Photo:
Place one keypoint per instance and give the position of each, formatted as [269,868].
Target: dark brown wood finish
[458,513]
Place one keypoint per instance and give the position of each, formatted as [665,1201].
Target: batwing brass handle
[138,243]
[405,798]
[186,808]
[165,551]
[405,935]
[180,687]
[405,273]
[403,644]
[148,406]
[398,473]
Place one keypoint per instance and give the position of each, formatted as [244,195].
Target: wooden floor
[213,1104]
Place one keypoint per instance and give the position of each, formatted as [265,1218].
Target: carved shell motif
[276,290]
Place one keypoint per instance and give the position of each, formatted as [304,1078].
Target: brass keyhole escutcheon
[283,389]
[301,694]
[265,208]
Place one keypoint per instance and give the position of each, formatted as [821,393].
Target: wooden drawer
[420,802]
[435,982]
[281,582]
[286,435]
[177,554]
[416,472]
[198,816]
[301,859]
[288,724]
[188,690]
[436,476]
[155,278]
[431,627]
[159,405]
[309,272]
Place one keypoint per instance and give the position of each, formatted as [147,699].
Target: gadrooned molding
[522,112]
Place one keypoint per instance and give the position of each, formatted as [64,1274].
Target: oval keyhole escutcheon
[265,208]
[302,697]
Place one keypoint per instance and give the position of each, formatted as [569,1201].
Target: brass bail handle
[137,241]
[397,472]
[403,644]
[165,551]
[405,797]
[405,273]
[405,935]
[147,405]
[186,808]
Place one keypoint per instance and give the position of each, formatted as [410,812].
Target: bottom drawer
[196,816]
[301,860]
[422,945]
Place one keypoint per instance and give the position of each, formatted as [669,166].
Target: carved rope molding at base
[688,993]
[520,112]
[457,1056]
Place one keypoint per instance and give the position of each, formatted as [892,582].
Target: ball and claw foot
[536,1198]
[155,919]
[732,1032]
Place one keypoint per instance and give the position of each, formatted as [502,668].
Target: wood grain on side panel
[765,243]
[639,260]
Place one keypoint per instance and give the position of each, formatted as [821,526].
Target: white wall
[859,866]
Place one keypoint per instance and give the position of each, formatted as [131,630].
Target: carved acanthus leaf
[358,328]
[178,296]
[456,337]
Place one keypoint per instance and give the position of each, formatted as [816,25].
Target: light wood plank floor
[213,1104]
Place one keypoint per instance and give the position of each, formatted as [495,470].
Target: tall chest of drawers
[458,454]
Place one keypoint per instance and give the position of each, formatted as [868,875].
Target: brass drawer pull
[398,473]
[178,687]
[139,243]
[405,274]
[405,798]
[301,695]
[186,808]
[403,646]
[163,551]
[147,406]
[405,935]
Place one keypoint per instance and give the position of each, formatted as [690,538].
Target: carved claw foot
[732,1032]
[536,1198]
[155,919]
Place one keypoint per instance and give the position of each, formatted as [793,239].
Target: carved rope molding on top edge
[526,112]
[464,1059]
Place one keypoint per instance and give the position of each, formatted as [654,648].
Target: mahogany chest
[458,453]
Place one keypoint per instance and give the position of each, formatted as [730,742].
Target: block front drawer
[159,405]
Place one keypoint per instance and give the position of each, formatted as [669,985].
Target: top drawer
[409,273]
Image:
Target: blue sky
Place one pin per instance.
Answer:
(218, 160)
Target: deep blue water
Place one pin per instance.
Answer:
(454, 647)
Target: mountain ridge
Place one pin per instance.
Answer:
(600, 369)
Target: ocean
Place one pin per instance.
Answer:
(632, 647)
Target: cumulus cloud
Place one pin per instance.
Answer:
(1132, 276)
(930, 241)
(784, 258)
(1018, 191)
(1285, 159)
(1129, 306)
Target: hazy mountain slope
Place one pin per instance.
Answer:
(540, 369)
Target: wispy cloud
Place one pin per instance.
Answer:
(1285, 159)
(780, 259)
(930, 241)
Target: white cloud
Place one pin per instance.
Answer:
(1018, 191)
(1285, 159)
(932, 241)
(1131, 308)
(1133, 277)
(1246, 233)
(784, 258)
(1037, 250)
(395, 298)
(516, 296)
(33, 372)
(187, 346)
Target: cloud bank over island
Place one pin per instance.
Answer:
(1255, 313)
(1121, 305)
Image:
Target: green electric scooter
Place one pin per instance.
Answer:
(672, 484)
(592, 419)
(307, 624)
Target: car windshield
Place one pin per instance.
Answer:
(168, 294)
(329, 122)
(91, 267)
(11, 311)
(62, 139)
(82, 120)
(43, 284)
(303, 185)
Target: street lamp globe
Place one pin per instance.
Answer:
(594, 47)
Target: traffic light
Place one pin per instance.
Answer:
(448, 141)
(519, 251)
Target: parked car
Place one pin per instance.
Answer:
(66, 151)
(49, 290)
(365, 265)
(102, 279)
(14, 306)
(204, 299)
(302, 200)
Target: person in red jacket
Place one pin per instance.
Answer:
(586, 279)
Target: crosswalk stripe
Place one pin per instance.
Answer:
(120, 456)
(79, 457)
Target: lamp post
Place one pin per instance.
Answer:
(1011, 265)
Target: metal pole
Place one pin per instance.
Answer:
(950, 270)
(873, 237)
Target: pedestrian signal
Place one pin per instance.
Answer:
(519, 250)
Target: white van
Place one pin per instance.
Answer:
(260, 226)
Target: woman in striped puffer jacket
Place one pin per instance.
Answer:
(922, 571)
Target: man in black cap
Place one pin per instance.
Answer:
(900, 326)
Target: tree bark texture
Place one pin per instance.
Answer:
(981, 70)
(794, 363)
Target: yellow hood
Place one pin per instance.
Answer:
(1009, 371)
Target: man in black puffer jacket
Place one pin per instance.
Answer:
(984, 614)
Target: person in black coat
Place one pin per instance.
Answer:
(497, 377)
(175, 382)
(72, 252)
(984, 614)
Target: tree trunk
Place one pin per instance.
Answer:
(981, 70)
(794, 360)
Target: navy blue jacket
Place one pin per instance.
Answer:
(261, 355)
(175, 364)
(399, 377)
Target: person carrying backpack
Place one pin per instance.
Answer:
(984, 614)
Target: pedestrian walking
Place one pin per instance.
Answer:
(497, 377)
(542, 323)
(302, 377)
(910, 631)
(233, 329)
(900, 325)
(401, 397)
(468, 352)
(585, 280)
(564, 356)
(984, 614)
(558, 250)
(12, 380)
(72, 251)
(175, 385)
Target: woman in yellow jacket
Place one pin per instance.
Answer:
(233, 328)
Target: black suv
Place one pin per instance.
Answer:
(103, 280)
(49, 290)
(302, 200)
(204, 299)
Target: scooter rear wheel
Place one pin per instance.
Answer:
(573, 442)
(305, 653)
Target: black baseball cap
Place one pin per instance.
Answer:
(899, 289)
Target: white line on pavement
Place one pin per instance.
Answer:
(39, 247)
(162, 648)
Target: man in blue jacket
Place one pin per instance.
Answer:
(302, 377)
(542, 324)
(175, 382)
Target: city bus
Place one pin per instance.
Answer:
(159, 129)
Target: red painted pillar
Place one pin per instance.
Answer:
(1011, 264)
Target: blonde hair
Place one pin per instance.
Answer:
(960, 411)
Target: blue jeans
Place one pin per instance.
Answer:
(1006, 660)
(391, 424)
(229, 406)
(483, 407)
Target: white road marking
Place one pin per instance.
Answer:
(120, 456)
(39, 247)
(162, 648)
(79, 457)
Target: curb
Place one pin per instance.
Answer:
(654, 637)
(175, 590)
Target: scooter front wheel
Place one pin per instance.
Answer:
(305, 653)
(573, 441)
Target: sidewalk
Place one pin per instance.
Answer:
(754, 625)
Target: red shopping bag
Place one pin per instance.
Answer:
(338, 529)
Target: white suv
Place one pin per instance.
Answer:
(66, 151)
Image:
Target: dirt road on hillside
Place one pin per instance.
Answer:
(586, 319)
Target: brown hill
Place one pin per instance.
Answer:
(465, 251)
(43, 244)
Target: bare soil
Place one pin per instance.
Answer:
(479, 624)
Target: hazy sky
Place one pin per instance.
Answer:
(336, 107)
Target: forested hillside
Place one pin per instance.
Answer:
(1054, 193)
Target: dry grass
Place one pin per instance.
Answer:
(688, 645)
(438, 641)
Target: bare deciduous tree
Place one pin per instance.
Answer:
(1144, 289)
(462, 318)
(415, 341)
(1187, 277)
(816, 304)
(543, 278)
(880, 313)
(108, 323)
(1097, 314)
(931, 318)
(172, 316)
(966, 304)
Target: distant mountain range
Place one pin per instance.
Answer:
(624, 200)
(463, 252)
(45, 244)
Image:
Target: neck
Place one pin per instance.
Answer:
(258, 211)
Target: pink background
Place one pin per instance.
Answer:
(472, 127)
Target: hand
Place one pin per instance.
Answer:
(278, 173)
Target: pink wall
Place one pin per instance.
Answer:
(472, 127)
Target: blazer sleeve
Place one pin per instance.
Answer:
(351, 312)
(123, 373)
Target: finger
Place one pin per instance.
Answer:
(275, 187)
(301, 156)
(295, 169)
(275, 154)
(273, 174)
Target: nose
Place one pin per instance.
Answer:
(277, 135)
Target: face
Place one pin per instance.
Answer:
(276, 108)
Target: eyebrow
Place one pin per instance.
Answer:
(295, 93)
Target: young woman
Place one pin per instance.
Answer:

### Stated goal
Quote the lines of the listing above that run from the line with "Target: bare deciduous tree" through its last line, both included, and nothing else.

### Complete output
Target: bare deciduous tree
Place one pin per instance.
Answer:
(1144, 289)
(462, 318)
(415, 341)
(1187, 277)
(816, 304)
(543, 278)
(880, 313)
(108, 323)
(1097, 314)
(931, 318)
(172, 316)
(966, 304)
Target: distant mountain range
Place one pin per instance.
Answer:
(624, 200)
(463, 252)
(45, 244)
Image:
Target: neck
Place one pin per instance.
Answer:
(258, 211)
Target: pink background
Place one pin per instance.
Answer:
(472, 127)
Target: hand
Place one pin per instance.
Answer:
(278, 173)
Target: pink wall
Place one pin per instance.
Answer:
(472, 127)
Target: blazer sleeve
Place one pin per instance.
Answer:
(351, 312)
(123, 373)
Target: finger
Place one pin per instance.
Answer:
(275, 187)
(301, 156)
(295, 169)
(275, 154)
(273, 174)
Target: nose
Place one pin per instance.
Answer:
(277, 135)
Target: face
Place one pin per instance.
Answer:
(276, 108)
Target: eyebrow
Place one pin per instance.
Answer:
(295, 93)
Target: young woman
Place one pin per instance.
Answer:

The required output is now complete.